◆ Aufgabe 1
Beantworte diese Fragen mit Angaben aus dem Text über Cochlea-Implantate:
(a) Wie viele Menschen leben nach Angaben des Deutschen Berufsverbands der Hals-, Nasen- und Ohrenärzte weltweit mit einer Hörschädigung?
(b) Von wie vielen Betroffenen über 14 Jahren in Deutschland geht der Deutsche Schwerhörigenbund aus?
(c) Aus welchem Anlass haben die Expertinnen und Experten in der Sprechzeit informiert?
◆ Aufgabe 2
Schreib den Text über Cochlea-Implantate nach seinem letzten Satz weiter.

◆ Textauszug
━━━━━━━━━━
Expert*innen informierten: Welttag des Hörens 2023
Wie Cochlea-Implantate Hörgeschädigten ein neues Hören ermöglichen
„Eine Direktübertragung auf den Hörnerv“
Wie Cochlea-Implantate Hörgeschädigten ein neues Hören ermöglichen
Rund 450 Millionen Menschen leben nach Angaben des Deutschen Berufsverbands der Hals-, Nasen- und Ohrenärzte weltweit mit einer Hörschädigung1. Für Deutschland liegen keine genauen Zahlen vor, doch der Deutsche Schwerhörigenbund (DSB) geht von 13,3 Millionen Betroffenen über 14 Jahren aus. Rund 1,2 Millionen von ihnen sind laut DSB hochgradig oder an Taubheit grenzend schwerhörig2. Bei dieser Gruppe von Betroffenen ist der Hörverlust so weit fortgeschritten, dass Hörgeräte oft kein ausreichendes Hörverständnis mehr ermöglichen. In diesen Fällen kann ein Cochlea-Implantat eine Lösung sein. Für wen ein solches System infrage kommt, wie gut das Hörerlebnis mit einem CI ist und wie die Implantation erfolgt, dazu informierten Expertinnen und Experten in der Sprechzeit anlässlich des diesjährigen Welttags des Hörens. Hier die wichtigsten Fragen und Antworten in der Zusammenfassung:
Mit meinen beiden Hörgeräten höre ich zwar noch laut genug, aber ich verstehe kaum noch, was gesagt wird. Kommt für mich ein Cochlea-Implantat infrage?
━━━━━━━━━━
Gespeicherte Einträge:
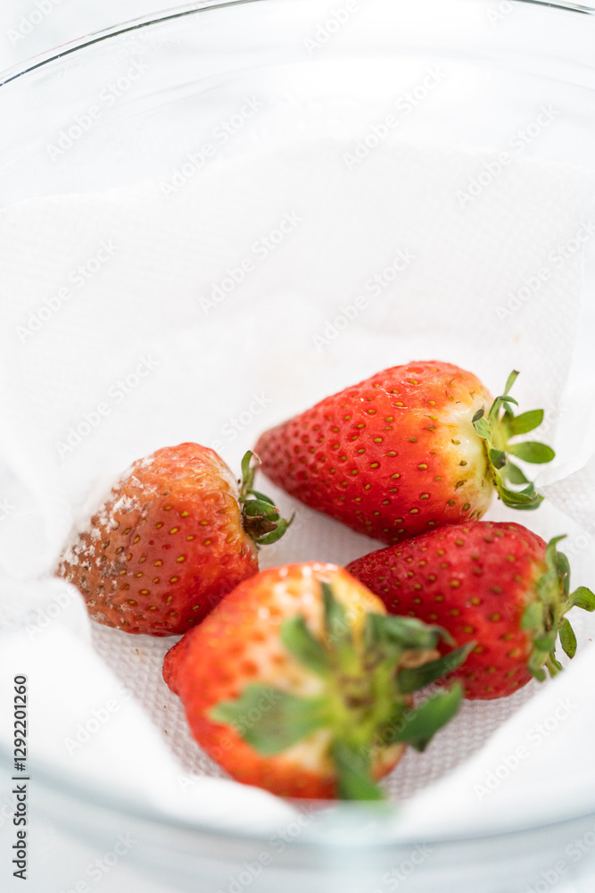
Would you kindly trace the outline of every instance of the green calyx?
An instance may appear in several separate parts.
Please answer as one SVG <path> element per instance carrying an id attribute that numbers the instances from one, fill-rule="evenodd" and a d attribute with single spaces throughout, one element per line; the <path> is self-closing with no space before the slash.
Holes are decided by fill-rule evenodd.
<path id="1" fill-rule="evenodd" d="M 562 669 L 556 659 L 556 641 L 559 634 L 560 644 L 568 657 L 576 653 L 576 636 L 566 613 L 573 607 L 595 611 L 595 594 L 585 586 L 579 586 L 570 592 L 570 565 L 558 544 L 564 537 L 555 537 L 548 544 L 545 554 L 547 570 L 537 580 L 538 600 L 531 602 L 523 613 L 521 629 L 533 638 L 533 647 L 528 667 L 532 675 L 542 682 L 546 678 L 544 667 L 550 676 Z"/>
<path id="2" fill-rule="evenodd" d="M 488 414 L 485 409 L 477 410 L 473 417 L 475 431 L 485 442 L 485 450 L 490 463 L 490 471 L 498 496 L 511 508 L 534 509 L 542 502 L 543 497 L 535 492 L 535 488 L 513 462 L 516 456 L 523 462 L 542 463 L 551 462 L 555 453 L 546 444 L 536 440 L 524 440 L 510 443 L 511 438 L 519 434 L 527 434 L 538 428 L 543 421 L 543 410 L 533 409 L 521 415 L 515 415 L 512 405 L 518 405 L 508 391 L 518 378 L 517 371 L 512 371 L 504 388 L 504 393 L 497 396 Z M 503 409 L 500 413 L 500 409 Z M 512 489 L 510 484 L 527 485 L 523 489 Z"/>
<path id="3" fill-rule="evenodd" d="M 252 459 L 256 465 L 252 465 Z M 242 507 L 242 524 L 257 546 L 269 546 L 284 535 L 293 520 L 282 518 L 272 499 L 253 488 L 256 468 L 260 460 L 248 450 L 242 459 L 242 480 L 239 503 Z"/>
<path id="4" fill-rule="evenodd" d="M 457 713 L 462 689 L 434 695 L 417 708 L 410 694 L 462 663 L 475 643 L 423 663 L 448 633 L 421 621 L 368 613 L 363 634 L 354 637 L 350 612 L 328 583 L 321 583 L 324 634 L 317 638 L 297 614 L 281 626 L 281 640 L 302 667 L 317 677 L 320 693 L 302 697 L 265 684 L 251 684 L 237 700 L 210 712 L 216 722 L 231 725 L 263 755 L 275 755 L 326 730 L 328 755 L 342 799 L 379 800 L 372 778 L 375 753 L 397 744 L 423 750 Z M 421 665 L 416 665 L 417 661 Z"/>

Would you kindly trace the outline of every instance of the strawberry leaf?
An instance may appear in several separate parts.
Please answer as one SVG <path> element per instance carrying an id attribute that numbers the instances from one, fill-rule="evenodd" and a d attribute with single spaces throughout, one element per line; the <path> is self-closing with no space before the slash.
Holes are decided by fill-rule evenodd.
━━━━━━━━━━
◆ Lösung 1
(a) Rund 450 Millionen Menschen.
(b) Von 13,3 Millionen Betroffenen.
(c) Anlässlich des diesjährigen Welttags des Hörens.

◆ Lösung 2
Lars Clausen: Bei hochgradigen Innenohrschwerhörigkeiten und der damit verbundenen Schädigung der Haarsinneszellen erreichen Hörgeräte ihre Leistungsgrenze. Dann kann das Sprachverstehen nicht mehr gewährleistet werden, selbst wenn Geräusche noch gut hörbar sind. Ab diesem Zeitpunkt kann ein Cochlea Implantat eine Lösung für Sie sein. Um dies festzustellen, ist eine ausführliche Diagnostik mit audiologischen Messverfahren und einer Bildgebung erforderlich, um die Möglichkeit einer Implantation und den Ausblick auf den Hörerfolg mit Implantat einschätzen zu können.
Welche Voraussetzungen müssen für ein Cochlea-Implantat noch vorliegen?
Dr. med. Sandra Schmidt: Grundsätzlich kann ein Cochlea-Implantat nur dann erfolgreich eingesetzt werden, wenn die Hörschnecke und ein funktionsfähiger Hörnerv vorhanden sind. Alle weiteren Überlegungen sind Gegenstand der ausführlichen Diagnostik und individuellen Beratung im Vorfeld der Implantation.
Wie funktioniert ein Cochlea-Implantat?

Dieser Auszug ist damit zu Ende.